**EXERCISE**
Locate each line in the material below that contains the word "blanket", and copy those lines out in full.
begin PROVIDED MATERIAL
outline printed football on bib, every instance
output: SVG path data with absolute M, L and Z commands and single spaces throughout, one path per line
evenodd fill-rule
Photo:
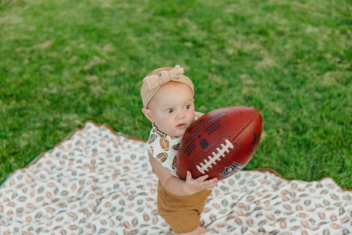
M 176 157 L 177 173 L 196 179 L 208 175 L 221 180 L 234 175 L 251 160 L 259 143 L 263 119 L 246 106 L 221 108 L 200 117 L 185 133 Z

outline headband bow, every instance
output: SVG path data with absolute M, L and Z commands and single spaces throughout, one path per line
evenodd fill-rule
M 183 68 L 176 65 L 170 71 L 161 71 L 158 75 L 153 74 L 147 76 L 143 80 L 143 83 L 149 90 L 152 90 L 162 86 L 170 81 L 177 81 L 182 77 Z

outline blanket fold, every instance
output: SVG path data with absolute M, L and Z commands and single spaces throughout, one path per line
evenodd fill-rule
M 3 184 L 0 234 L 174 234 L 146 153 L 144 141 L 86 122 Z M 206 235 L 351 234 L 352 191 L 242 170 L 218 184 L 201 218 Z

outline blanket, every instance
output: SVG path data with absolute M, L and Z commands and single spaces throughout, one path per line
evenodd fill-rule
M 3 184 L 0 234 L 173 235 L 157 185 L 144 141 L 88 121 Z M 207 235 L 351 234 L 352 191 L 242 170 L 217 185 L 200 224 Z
end PROVIDED MATERIAL
begin PROVIDED MATERIAL
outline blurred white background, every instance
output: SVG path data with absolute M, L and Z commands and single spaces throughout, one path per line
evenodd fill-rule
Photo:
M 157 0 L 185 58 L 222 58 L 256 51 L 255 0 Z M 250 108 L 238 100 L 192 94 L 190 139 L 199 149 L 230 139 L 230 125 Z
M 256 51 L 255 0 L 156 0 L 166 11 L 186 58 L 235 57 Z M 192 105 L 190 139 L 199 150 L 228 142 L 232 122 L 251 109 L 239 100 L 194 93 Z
end PROVIDED MATERIAL
**OUTPUT OF THE TASK**
outline blanket fold, every instance
outline blanket, every instance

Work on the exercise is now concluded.